--- TEXT SHOWN ---
The authors have created a sort of anti-Book of Virtues in this encyclopedic compendium of the ways and means of power.

Everyone wants power and everyone is in a constant duplicitous game to gain more power at the expense of others, according to Greene, a screenwriter and former editor at Esquire (Elffers, a book packager, designed the volume, with its attractive marginalia). We live today as courtiers once did in royal courts: we must appear civil while attempting to crush all those around us. This power game can be played well or poorly, and in these 48 laws culled from the history and wisdom of the world’s greatest power players are the rules that must be followed to win. These laws boil down to being as ruthless, selfish, manipulative, and deceitful as possible. Each law, however, gets its own chapter: “Conceal Your Intentions,” “Always Say Less Than Necessary,” “Pose as a Friend, Work as a Spy,” and so on. Each chapter is conveniently broken down into sections on what happened to those who transgressed or observed the particular law, the key elements in this law, and ways to defensively reverse this law when it’s used against you. Quotations in the margins amplify the lesson being taught. While compelling in the way an auto accident might be, the book is simply nonsense. Rules often contradict each other. We are told, for instance, to “be conspicuous at all cost,” then told to “behave like others.” More seriously, Greene never really defines “power,” and he merely asserts, rather than offers evidence for, the Hobbesian world of all against all in which he insists we live. The world may be like this at times, but often it isn’t. To ask why this is so would be a far more useful project.

--- STORED RECORDS ---
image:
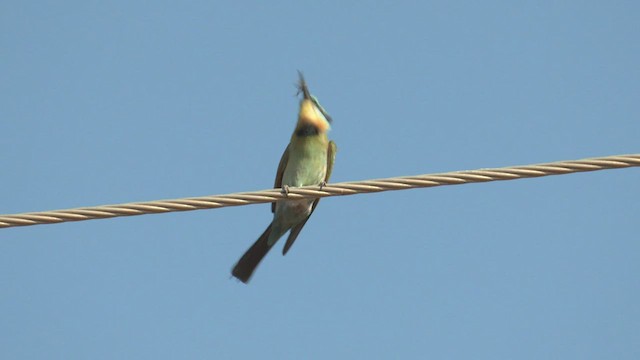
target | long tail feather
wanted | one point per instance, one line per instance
(247, 264)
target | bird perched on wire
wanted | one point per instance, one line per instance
(307, 160)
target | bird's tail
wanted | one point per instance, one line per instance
(247, 264)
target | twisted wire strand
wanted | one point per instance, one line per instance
(337, 189)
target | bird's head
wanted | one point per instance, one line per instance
(311, 112)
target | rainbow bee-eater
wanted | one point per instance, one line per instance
(307, 160)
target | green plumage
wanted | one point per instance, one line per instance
(307, 160)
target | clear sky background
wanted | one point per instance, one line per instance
(112, 102)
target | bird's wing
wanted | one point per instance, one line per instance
(278, 183)
(331, 157)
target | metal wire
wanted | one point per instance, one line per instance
(337, 189)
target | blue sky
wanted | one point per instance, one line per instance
(111, 102)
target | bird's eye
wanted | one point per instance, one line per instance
(322, 110)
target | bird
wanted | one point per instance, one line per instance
(307, 160)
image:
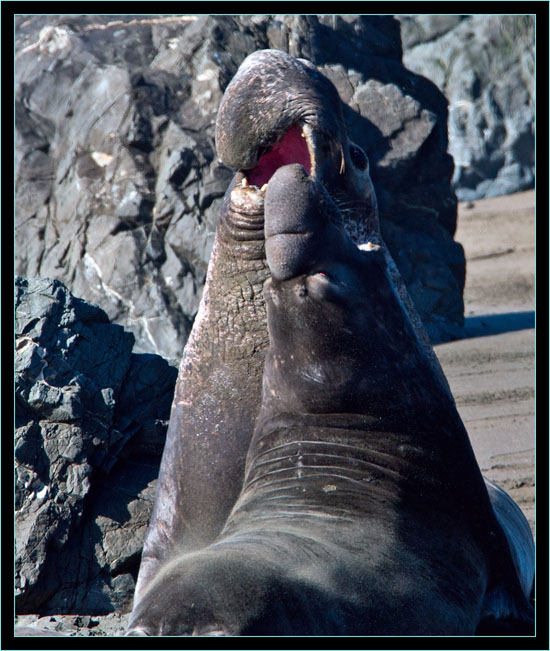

--- ACTIONS TO TAKE ---
1 – List the qualities that, according to the book review, the 48 laws boil down to.
2 – According to the book review, what was Elffers's contribution to the volume?

--- ANSWERS PROVIDED ---
1 – Ruthless, selfish, manipulative, and deceitful.

2 – Elffers, a book packager, designed the volume, including its attractive marginalia.